▶ What you have to do:
Print, exactly and with no pictures, the line containing "Q: For the duck's white" and each line after it to the end of the entries below.

** Extracted information follows **

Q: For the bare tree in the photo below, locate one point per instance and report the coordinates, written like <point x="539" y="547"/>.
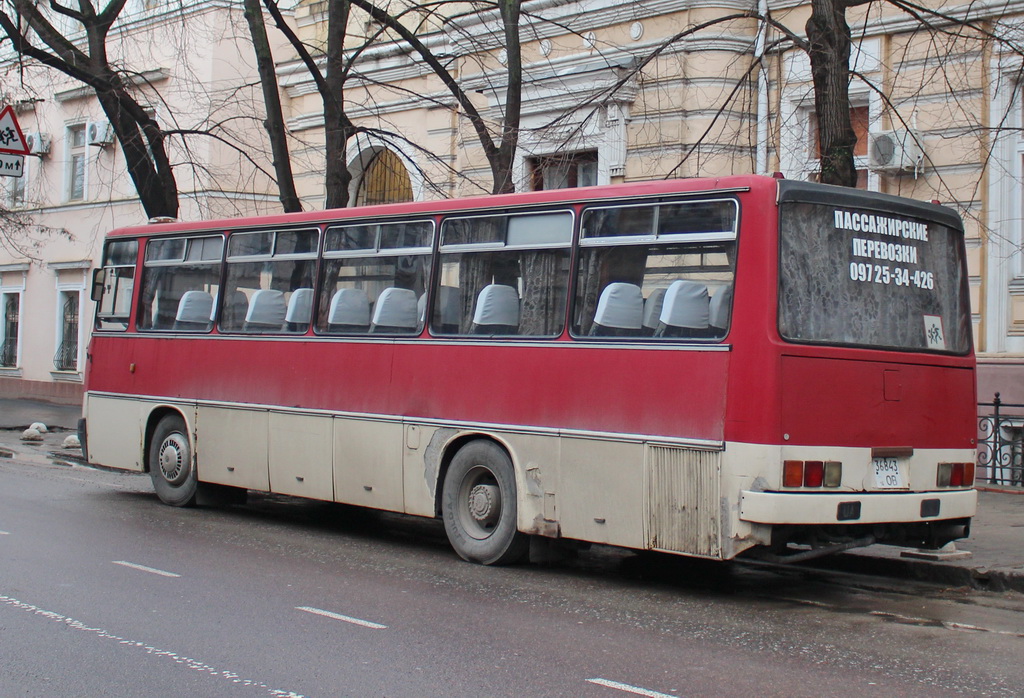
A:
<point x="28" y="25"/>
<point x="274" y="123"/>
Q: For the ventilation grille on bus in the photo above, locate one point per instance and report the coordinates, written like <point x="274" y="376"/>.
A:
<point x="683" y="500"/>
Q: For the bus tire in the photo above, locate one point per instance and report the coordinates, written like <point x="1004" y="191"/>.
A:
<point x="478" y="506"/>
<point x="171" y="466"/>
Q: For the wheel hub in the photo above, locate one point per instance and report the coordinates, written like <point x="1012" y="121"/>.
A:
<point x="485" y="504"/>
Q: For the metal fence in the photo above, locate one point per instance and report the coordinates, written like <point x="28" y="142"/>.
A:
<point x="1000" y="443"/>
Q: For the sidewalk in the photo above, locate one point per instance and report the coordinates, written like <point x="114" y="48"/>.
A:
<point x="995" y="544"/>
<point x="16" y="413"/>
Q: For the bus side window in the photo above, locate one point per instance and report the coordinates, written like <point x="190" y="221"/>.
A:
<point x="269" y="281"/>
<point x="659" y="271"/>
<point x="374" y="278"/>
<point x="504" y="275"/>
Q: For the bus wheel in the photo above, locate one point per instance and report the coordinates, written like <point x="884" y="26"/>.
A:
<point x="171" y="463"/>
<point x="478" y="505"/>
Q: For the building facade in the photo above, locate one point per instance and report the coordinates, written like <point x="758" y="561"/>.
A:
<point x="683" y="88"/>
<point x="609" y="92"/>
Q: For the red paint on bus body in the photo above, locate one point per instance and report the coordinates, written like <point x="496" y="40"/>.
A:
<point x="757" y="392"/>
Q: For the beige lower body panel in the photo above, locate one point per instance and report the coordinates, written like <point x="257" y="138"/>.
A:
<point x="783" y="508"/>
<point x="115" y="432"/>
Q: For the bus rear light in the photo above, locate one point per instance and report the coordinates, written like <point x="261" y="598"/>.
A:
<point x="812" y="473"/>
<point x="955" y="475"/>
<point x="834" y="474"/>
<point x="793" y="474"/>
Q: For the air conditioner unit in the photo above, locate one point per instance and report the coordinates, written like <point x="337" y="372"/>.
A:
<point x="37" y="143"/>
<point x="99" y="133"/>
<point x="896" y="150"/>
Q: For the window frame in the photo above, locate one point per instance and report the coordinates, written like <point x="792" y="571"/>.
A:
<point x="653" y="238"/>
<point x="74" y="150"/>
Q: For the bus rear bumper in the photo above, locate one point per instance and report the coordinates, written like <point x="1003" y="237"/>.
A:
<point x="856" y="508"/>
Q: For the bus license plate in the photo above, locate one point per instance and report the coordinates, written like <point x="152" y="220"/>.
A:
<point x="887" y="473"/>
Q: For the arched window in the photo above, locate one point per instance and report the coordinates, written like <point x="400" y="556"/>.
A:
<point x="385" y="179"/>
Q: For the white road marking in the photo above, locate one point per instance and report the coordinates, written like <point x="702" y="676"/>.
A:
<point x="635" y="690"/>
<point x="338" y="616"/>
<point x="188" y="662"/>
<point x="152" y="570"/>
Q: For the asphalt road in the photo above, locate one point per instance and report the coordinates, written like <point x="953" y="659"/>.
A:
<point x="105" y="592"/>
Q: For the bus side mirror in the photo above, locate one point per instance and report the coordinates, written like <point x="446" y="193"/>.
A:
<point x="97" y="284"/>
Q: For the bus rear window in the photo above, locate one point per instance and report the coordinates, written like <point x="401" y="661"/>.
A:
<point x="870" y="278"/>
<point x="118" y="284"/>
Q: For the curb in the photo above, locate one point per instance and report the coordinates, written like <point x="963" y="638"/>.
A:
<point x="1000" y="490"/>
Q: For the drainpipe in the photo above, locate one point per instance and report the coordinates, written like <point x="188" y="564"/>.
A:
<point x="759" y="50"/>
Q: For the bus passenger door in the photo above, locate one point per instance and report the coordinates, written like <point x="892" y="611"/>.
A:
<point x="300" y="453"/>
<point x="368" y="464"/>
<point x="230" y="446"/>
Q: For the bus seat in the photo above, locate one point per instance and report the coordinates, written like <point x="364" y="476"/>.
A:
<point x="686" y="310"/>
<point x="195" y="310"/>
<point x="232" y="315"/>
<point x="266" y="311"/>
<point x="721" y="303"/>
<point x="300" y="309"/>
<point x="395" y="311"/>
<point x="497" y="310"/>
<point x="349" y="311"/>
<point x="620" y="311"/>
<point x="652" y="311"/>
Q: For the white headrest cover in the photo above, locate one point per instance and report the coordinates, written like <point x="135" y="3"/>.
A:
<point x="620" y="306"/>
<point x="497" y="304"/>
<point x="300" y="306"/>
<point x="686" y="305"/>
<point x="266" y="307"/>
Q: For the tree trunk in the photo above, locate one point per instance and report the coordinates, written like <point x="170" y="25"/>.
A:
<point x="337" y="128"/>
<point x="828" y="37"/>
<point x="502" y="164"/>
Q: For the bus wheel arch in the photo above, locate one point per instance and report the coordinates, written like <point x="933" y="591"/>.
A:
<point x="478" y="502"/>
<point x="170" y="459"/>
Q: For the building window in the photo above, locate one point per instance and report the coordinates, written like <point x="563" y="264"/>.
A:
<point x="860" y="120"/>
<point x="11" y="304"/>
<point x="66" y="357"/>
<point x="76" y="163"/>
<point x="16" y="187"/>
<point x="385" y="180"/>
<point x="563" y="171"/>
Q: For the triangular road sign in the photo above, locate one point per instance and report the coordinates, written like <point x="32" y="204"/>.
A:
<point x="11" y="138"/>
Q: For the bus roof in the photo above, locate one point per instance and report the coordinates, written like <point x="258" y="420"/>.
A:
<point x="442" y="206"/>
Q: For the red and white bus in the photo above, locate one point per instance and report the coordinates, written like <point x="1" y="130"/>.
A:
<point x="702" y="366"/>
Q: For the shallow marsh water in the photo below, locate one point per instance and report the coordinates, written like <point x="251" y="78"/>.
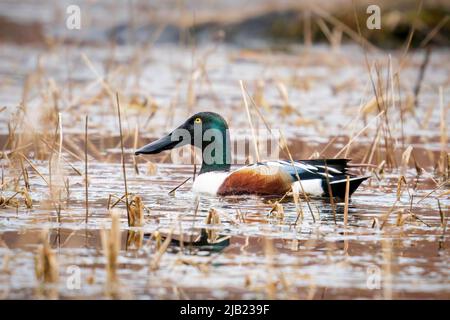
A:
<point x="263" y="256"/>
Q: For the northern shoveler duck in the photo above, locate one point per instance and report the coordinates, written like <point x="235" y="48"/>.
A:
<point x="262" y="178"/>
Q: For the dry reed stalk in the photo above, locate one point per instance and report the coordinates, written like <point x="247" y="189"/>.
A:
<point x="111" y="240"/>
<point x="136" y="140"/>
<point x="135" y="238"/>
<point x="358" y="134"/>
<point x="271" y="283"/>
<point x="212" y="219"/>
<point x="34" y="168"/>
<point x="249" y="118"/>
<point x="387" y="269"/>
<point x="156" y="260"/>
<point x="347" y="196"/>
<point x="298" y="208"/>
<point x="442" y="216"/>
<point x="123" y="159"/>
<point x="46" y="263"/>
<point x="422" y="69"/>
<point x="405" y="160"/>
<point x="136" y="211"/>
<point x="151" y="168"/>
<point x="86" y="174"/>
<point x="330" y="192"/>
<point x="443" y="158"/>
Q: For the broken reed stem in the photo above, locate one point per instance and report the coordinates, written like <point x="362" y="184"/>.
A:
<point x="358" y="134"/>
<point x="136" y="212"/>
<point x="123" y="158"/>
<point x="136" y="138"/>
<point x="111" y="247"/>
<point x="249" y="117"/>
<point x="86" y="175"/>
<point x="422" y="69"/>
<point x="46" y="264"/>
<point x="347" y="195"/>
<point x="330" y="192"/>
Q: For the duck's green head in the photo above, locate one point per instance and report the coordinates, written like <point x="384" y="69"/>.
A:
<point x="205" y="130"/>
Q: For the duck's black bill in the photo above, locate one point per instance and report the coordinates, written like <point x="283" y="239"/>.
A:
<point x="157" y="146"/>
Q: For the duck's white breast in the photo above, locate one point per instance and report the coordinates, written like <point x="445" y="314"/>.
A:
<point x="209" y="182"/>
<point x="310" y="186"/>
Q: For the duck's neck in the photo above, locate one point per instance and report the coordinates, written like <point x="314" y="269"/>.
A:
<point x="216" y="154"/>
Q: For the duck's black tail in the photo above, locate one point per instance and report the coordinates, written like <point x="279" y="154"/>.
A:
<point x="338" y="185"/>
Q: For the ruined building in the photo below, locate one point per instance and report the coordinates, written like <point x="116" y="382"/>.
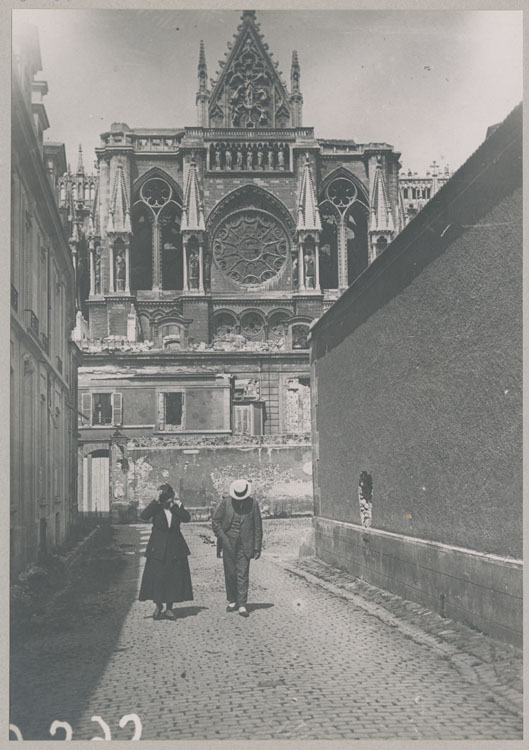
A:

** End of Extracted information **

▶ Exercise solution:
Q: For the duck's white breast in the photo above, locate one point per instance and report the coordinates, written like <point x="445" y="314"/>.
A:
<point x="209" y="182"/>
<point x="310" y="186"/>
Q: For the duck's neck in the photo above, locate one point per instance and report the coordinates, written like <point x="314" y="269"/>.
A:
<point x="216" y="154"/>
Q: For the duck's black tail in the photo above, locate one point per instance and report the coordinates, written like <point x="279" y="154"/>.
A:
<point x="338" y="185"/>
Q: For the ruined building in the photo below, locate one point per instance and report the coordinates, written like <point x="116" y="382"/>.
A:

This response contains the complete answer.